Dataset entries

>>>>

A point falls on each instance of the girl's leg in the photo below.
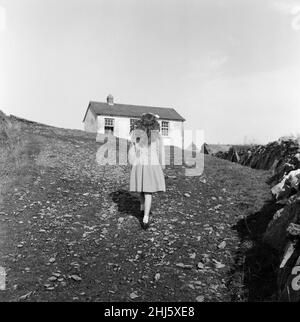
(142, 201)
(148, 202)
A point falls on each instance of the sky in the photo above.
(229, 67)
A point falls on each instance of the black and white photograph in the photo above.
(150, 153)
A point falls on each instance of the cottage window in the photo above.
(165, 128)
(109, 125)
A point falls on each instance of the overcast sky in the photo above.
(230, 67)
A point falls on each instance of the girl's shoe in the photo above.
(146, 225)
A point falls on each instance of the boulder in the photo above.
(288, 184)
(276, 234)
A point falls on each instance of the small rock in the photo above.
(76, 278)
(218, 264)
(200, 265)
(222, 245)
(200, 298)
(133, 295)
(26, 296)
(157, 277)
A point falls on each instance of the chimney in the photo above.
(110, 99)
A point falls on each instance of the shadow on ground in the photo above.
(128, 203)
(253, 276)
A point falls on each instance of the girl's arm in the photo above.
(131, 154)
(161, 148)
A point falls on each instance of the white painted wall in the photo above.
(90, 123)
(122, 128)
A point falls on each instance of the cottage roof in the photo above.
(100, 108)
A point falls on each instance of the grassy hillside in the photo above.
(70, 230)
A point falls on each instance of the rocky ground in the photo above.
(70, 230)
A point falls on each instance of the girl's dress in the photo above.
(147, 160)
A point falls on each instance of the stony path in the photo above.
(71, 229)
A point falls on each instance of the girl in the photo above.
(146, 155)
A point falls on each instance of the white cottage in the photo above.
(117, 118)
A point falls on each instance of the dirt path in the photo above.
(73, 230)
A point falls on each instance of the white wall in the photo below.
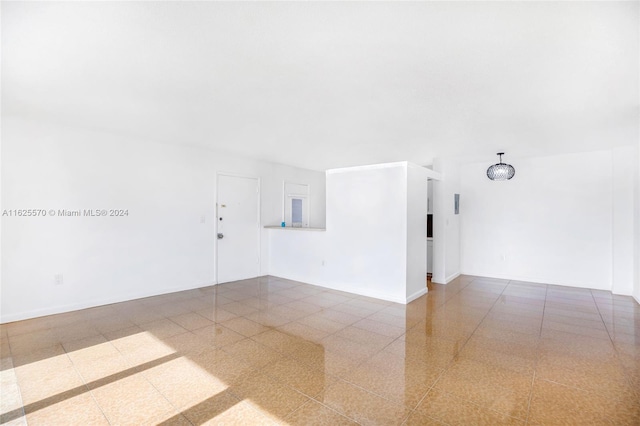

<<<<

* EXERCISE OBJECTIVE
Pictures don't belong in the copy. Restate all the entries exactly.

* EXERCISE SOLUTION
A point falls on each instance of the girl's leg in the photo below.
(142, 201)
(148, 202)
A point falls on each instance of the sky in the photo above.
(229, 67)
A point falls on each instance of the black and white photograph in the photo above.
(150, 153)
A point falls on each instance of the cottage window in the photo above.
(165, 128)
(109, 125)
A point falls on each instance of the overcast sky in the photo above.
(230, 67)
A point falls on each instance of the girl's shoe in the photo above.
(146, 225)
A point falls on each instance of the boulder in the photo above.
(288, 184)
(276, 234)
A point falls on each instance of the small rock in the photo above.
(76, 278)
(218, 264)
(200, 265)
(222, 245)
(200, 298)
(133, 295)
(26, 296)
(157, 277)
A point falls on each instance of the chimney in the photo above.
(110, 99)
A point falls on each instance of the shadow on ground in the photo above.
(128, 203)
(253, 276)
A point falls on each instance of the girl's arm in the photo above.
(131, 154)
(161, 148)
A point falls on each instance of the white painted wall in the photo above.
(90, 123)
(122, 128)
A point falls on each instance of the cottage roof in the photo above.
(100, 108)
A point falls on each instance of the grassy hillside in the photo above.
(70, 230)
A point falls on each instance of the rocky ground in the photo above.
(70, 230)
A point falls on each instance of the girl's dress in the photo above.
(147, 160)
A point falls on each instance of the stony path in the photo above.
(71, 229)
A point falls on each instance of the girl in the photo above.
(146, 155)
A point falls on each instance of the white cottage in the photo above.
(117, 118)
A point falls on each instance of the dirt path in the photo above.
(73, 230)
A point falls on each instance of the white wall in the photo below.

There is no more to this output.